----- Record set -----
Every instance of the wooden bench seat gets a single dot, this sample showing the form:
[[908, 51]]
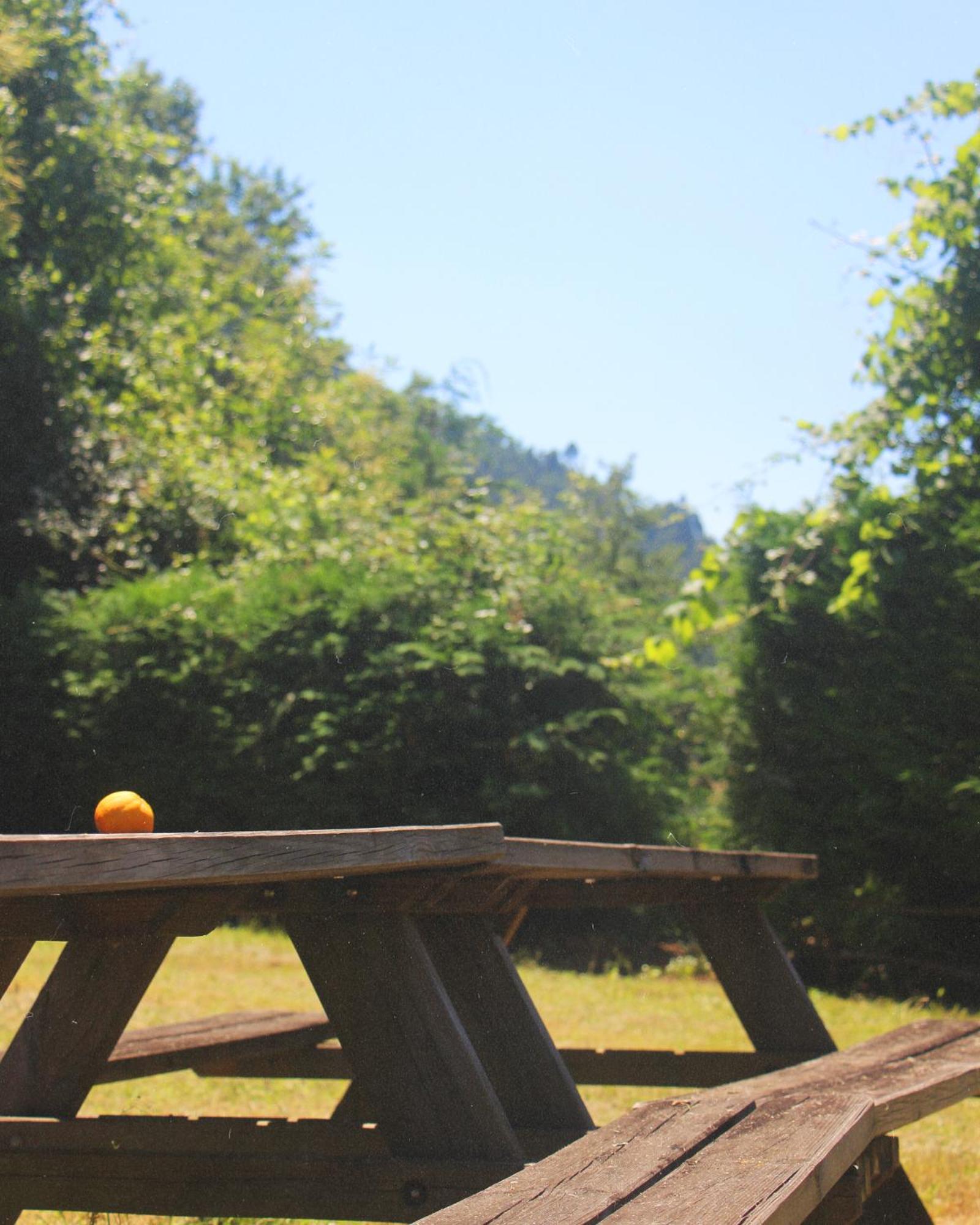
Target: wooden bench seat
[[771, 1150], [291, 1044]]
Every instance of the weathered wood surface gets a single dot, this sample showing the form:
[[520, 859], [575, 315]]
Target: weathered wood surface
[[551, 859], [227, 1038], [46, 864], [499, 1016], [896, 1204], [66, 1041], [775, 1167], [582, 1183], [692, 1070], [845, 1205], [759, 978], [409, 1050], [908, 1074], [225, 1167], [792, 1135]]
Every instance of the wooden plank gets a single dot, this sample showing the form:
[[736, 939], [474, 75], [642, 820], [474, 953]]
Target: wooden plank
[[759, 978], [226, 1168], [409, 1050], [846, 1201], [616, 892], [228, 1037], [66, 1041], [499, 1016], [692, 1070], [552, 859], [896, 1204], [582, 1183], [190, 911], [774, 1167], [117, 914], [46, 864], [908, 1074]]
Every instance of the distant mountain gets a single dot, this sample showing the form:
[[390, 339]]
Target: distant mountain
[[507, 461]]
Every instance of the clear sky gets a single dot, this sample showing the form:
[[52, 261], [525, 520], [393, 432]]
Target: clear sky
[[614, 215]]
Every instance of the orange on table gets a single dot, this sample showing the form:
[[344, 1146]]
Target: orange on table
[[124, 813]]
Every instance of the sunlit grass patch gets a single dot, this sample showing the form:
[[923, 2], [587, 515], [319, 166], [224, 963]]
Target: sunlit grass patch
[[674, 1010]]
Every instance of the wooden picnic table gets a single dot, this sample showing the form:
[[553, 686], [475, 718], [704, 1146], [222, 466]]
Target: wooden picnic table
[[455, 1082]]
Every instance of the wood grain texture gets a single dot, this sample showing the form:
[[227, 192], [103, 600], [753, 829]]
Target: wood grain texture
[[225, 1167], [693, 1070], [227, 1038], [553, 859], [46, 864], [759, 978], [67, 1038], [407, 1048], [582, 1183], [846, 1201], [775, 1167], [908, 1074], [796, 1135], [508, 1033], [896, 1204]]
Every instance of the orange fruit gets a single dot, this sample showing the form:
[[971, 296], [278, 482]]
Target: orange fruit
[[124, 813]]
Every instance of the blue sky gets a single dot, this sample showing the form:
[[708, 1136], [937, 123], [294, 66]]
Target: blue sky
[[614, 216]]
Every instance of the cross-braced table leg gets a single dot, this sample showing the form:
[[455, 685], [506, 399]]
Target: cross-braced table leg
[[525, 1068], [67, 1038], [772, 1004], [411, 1055]]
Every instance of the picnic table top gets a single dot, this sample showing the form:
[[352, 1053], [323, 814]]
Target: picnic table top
[[56, 864]]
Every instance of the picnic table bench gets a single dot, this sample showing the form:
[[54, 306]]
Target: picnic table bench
[[459, 1096]]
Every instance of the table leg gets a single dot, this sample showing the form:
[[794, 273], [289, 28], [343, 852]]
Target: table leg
[[896, 1204], [525, 1068], [66, 1039], [772, 1004], [759, 978], [409, 1050]]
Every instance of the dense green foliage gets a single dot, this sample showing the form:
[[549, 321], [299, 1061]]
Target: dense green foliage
[[253, 582], [861, 666]]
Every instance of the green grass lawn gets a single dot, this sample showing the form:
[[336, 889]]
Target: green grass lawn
[[674, 1010]]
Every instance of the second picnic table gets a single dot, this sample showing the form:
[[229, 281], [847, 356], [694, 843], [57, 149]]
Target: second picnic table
[[400, 932]]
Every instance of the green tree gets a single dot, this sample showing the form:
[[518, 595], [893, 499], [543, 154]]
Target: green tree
[[861, 663]]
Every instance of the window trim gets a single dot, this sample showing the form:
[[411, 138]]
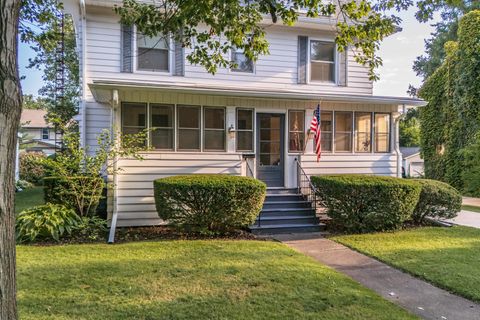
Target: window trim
[[178, 128], [45, 131], [145, 71], [151, 128], [232, 52], [302, 132], [245, 130], [335, 62], [355, 135], [389, 133], [204, 129], [332, 132], [351, 132]]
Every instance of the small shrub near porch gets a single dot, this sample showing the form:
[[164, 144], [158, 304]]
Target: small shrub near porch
[[209, 203], [361, 203]]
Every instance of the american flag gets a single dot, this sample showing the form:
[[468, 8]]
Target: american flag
[[315, 127]]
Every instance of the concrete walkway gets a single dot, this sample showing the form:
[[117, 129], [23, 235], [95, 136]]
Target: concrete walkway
[[466, 218], [415, 295]]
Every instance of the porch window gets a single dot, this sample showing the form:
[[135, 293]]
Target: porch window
[[245, 130], [363, 132], [188, 128], [382, 132], [322, 61], [343, 131], [152, 53], [134, 117], [162, 124], [214, 129], [326, 120], [243, 63], [296, 130]]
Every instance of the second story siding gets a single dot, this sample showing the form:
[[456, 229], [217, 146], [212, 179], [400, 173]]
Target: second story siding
[[278, 70]]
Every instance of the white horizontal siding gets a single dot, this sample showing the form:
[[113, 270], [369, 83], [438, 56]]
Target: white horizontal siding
[[377, 164], [278, 70]]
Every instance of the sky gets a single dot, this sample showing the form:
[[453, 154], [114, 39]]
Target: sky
[[397, 51]]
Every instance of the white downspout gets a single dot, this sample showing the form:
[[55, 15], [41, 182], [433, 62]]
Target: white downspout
[[397, 141], [113, 224], [84, 73]]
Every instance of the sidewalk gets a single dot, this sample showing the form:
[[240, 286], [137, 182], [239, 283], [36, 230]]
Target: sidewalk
[[417, 296], [466, 218]]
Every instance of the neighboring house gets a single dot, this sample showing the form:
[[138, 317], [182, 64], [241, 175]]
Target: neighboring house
[[412, 162], [37, 134], [246, 121]]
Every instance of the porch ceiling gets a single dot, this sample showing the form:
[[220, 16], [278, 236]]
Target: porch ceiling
[[102, 92]]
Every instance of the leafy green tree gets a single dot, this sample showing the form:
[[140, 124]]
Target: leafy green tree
[[210, 28]]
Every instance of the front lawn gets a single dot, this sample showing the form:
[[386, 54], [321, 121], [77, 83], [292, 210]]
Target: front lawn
[[447, 257], [188, 280], [28, 198], [470, 208]]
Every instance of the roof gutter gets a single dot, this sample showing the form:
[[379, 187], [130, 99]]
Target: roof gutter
[[266, 93]]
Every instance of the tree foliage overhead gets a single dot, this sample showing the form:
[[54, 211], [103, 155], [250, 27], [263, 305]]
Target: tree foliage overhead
[[450, 123], [212, 28], [445, 31]]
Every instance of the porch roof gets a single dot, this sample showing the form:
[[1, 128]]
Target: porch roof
[[102, 92]]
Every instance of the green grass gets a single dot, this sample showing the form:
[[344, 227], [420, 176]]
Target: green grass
[[188, 280], [28, 198], [446, 257], [470, 208]]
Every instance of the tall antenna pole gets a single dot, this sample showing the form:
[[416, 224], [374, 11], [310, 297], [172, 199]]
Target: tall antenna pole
[[59, 76]]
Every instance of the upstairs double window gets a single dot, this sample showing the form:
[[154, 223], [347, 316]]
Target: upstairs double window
[[152, 53], [322, 61]]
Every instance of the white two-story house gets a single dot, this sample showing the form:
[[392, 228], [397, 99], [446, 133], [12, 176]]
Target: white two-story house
[[252, 120]]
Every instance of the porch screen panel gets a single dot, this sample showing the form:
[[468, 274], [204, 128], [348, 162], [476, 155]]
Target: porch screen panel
[[327, 131], [188, 137], [245, 130], [214, 129], [296, 130], [363, 132], [162, 124], [134, 116], [343, 131], [382, 132]]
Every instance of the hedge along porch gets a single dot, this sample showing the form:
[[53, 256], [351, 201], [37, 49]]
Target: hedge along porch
[[239, 133]]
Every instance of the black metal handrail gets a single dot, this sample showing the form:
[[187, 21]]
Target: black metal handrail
[[305, 186]]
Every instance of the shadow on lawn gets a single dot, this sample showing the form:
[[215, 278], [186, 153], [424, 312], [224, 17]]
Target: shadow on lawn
[[187, 280]]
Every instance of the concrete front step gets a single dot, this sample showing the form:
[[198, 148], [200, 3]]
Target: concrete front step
[[282, 220], [286, 204], [273, 191], [286, 228]]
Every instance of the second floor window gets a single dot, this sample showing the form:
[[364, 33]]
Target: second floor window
[[322, 61], [45, 134], [152, 53], [243, 63]]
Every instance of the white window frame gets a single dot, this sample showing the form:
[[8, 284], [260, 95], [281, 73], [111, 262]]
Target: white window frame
[[47, 133], [170, 57], [335, 62]]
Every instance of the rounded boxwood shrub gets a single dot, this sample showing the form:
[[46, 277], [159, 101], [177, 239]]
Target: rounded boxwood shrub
[[361, 203], [215, 203], [81, 193], [437, 200]]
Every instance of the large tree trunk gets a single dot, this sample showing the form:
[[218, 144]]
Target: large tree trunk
[[10, 110]]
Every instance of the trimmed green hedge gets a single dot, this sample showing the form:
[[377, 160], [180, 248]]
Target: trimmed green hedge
[[215, 203], [361, 203], [437, 200]]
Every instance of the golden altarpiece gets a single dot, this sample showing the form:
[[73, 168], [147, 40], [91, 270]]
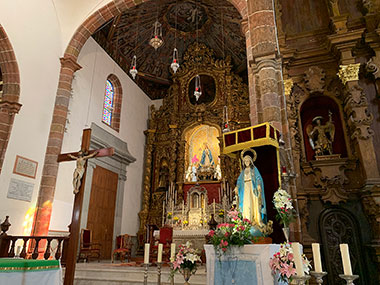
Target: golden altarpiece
[[184, 173]]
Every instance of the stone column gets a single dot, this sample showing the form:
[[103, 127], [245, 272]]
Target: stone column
[[264, 73], [54, 146], [359, 122]]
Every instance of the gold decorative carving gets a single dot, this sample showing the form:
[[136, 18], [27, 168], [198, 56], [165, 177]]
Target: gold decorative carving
[[167, 125], [288, 85], [349, 72], [315, 79]]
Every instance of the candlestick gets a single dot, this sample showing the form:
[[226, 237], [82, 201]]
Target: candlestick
[[298, 258], [345, 259], [317, 257], [159, 264], [172, 252], [146, 253], [301, 280], [318, 276], [172, 275], [146, 267], [349, 278], [159, 255]]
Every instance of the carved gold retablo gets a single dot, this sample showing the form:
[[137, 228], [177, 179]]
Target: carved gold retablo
[[288, 84], [349, 72]]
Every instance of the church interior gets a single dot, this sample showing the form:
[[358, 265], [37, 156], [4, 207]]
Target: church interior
[[140, 116]]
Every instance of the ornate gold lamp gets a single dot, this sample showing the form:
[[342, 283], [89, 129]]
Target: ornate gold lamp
[[198, 90], [156, 41], [133, 70]]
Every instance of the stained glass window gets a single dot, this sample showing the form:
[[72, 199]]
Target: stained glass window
[[108, 103]]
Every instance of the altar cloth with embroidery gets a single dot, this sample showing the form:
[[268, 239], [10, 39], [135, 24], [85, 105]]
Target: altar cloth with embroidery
[[30, 272]]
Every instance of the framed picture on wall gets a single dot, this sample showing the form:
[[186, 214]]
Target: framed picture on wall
[[25, 167]]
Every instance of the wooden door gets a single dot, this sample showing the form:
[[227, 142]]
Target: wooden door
[[101, 211]]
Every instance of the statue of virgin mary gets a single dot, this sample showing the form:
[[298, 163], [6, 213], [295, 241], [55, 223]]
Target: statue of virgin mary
[[250, 191]]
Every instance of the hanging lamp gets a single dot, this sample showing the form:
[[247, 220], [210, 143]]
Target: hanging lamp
[[198, 89], [156, 41], [133, 70], [175, 64]]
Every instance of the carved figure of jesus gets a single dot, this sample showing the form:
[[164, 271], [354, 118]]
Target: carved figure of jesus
[[79, 170]]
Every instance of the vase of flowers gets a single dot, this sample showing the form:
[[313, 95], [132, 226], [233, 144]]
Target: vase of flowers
[[186, 261], [282, 264], [237, 231], [285, 210]]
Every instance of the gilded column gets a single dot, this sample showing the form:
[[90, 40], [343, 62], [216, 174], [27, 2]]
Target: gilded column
[[150, 135]]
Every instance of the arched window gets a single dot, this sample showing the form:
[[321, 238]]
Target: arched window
[[112, 103]]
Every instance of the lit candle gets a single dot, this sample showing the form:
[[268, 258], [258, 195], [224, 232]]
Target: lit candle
[[146, 253], [317, 257], [160, 248], [172, 252], [298, 258], [346, 259]]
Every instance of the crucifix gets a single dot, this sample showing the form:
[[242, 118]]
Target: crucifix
[[79, 178]]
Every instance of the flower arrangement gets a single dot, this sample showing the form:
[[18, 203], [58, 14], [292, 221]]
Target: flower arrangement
[[282, 262], [283, 204], [235, 232], [186, 259]]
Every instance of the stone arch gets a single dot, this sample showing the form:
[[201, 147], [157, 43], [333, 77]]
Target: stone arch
[[9, 105], [257, 9]]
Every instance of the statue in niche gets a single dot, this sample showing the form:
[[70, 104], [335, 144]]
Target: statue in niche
[[163, 176], [321, 137], [207, 159], [250, 193]]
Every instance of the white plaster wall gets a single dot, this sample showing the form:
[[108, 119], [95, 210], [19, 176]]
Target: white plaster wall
[[85, 108], [33, 30], [72, 13]]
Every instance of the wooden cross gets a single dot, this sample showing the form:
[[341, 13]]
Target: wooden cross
[[84, 153]]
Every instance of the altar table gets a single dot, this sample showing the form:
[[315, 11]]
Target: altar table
[[15, 271], [248, 264]]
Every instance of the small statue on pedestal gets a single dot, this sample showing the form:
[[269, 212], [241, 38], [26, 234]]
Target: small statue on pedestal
[[250, 193], [321, 137]]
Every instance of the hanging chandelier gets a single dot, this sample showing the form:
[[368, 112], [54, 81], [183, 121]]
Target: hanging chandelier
[[198, 90], [156, 41], [175, 64], [133, 70]]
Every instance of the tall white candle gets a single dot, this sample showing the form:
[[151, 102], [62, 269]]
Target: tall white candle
[[317, 257], [298, 258], [345, 259], [159, 256], [146, 253], [172, 252]]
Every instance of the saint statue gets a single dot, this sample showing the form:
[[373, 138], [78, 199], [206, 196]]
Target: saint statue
[[250, 192], [321, 137], [206, 159], [79, 170]]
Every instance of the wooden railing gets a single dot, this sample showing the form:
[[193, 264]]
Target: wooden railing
[[31, 245]]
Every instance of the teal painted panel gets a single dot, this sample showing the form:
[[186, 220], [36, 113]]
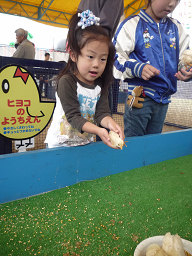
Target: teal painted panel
[[31, 173]]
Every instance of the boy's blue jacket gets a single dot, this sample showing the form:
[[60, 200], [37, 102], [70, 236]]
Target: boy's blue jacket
[[139, 40]]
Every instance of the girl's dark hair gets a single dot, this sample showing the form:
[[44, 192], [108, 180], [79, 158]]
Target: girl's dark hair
[[77, 38]]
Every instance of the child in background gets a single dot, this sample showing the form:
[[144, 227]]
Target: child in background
[[82, 92], [148, 50]]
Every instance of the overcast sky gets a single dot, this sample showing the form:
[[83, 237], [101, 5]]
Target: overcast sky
[[44, 36], [48, 37]]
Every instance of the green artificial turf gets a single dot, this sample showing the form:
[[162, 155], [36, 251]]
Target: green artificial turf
[[106, 216]]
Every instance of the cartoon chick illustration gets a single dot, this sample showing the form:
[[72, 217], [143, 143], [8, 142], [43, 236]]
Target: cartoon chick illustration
[[22, 113]]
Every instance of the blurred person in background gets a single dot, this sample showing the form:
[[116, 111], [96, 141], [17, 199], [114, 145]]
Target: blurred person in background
[[25, 49]]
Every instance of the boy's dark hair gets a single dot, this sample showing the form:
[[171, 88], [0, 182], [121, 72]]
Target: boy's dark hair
[[77, 38]]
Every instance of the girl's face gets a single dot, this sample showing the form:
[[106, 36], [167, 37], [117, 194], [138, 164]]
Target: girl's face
[[91, 62], [159, 9]]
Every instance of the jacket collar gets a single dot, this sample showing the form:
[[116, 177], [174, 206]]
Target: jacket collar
[[148, 18]]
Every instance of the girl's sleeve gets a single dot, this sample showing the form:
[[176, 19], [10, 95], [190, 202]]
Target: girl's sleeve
[[67, 92], [102, 108], [124, 41]]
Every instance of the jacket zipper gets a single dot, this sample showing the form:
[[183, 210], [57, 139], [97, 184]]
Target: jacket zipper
[[163, 61]]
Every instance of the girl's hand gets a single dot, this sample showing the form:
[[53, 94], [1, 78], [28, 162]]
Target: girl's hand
[[103, 134], [187, 75], [117, 128], [149, 71]]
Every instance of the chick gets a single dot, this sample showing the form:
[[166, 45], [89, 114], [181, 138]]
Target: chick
[[186, 59], [155, 250], [116, 141], [22, 114], [172, 245]]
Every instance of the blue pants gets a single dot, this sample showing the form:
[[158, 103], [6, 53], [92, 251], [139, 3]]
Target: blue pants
[[146, 120]]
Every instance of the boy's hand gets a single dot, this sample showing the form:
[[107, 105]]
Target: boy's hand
[[149, 71], [187, 75]]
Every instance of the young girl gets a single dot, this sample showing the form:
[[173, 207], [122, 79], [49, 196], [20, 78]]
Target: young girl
[[149, 46], [82, 92]]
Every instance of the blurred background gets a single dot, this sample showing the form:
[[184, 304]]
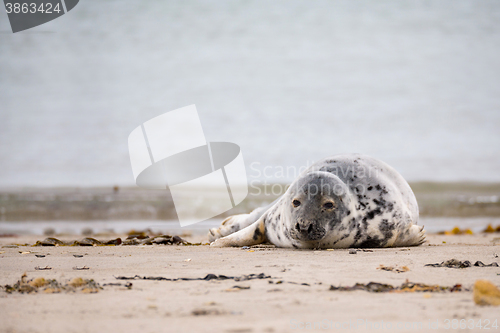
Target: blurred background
[[415, 84]]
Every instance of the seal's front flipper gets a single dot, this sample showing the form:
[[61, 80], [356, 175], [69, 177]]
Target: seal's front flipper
[[252, 235]]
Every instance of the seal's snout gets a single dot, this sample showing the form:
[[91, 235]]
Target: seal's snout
[[309, 231]]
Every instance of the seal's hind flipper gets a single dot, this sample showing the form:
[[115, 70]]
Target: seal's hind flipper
[[252, 235], [236, 223], [414, 236]]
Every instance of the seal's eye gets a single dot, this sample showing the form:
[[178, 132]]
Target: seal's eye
[[328, 205]]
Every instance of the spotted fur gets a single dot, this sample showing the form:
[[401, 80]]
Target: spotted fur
[[340, 202]]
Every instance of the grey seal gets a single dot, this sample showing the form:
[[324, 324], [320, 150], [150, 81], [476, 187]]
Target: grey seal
[[345, 201]]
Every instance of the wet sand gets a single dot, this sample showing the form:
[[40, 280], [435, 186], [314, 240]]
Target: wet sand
[[215, 306]]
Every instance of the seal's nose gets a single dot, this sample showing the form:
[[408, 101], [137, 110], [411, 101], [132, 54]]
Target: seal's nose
[[305, 228]]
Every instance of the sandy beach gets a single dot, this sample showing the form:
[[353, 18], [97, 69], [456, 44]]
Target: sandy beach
[[294, 294]]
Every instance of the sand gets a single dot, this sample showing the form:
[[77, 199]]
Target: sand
[[215, 306]]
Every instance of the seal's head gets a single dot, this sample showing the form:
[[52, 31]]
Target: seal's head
[[318, 202]]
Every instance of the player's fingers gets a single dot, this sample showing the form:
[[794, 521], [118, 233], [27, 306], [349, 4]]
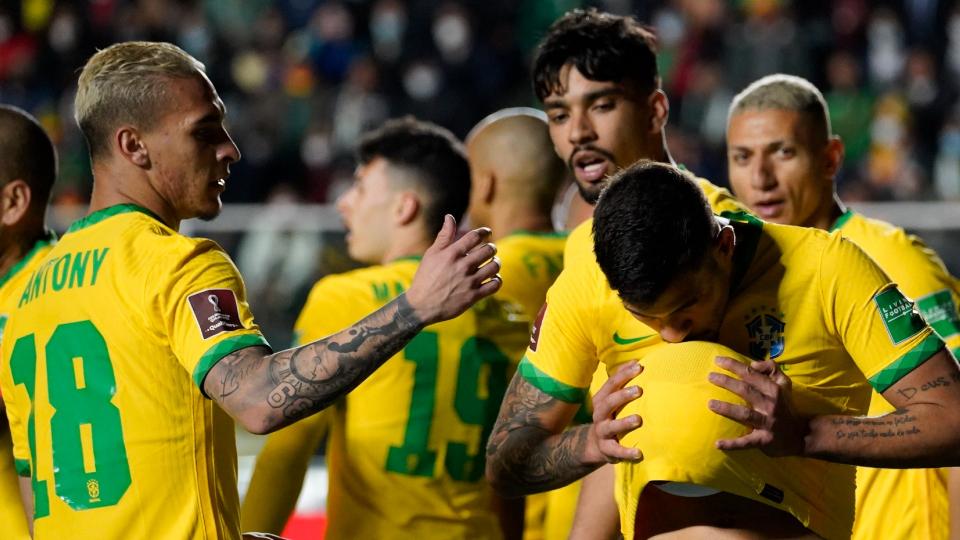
-----
**Exercise goal:**
Repeat the rows word for word, starting at the line that contains "Every instance of the wooden cross" and ending at the line that contains "[[198, 90], [156, 41], [175, 64], [133, 70]]".

**Correct output:**
Every instance of the wooden cross gets a single dot, this sample showing the form:
[[341, 13]]
Target: wooden cross
[[84, 153]]
Every instance of the altar table gets a single dot, this sample showing the form:
[[315, 11]]
Target: altar table
[[15, 271], [248, 264]]
Every instance of the small statue on pedestal gets a single dot, this sample showing the form:
[[269, 212], [241, 38], [26, 234]]
Target: small statue on pedestal
[[250, 193], [321, 137]]
Every instance of the hanging chandelier gets a single dot, this sample showing the form:
[[368, 112], [54, 81], [183, 121]]
Target: hanging chandelier
[[198, 90], [156, 41], [175, 64], [133, 70]]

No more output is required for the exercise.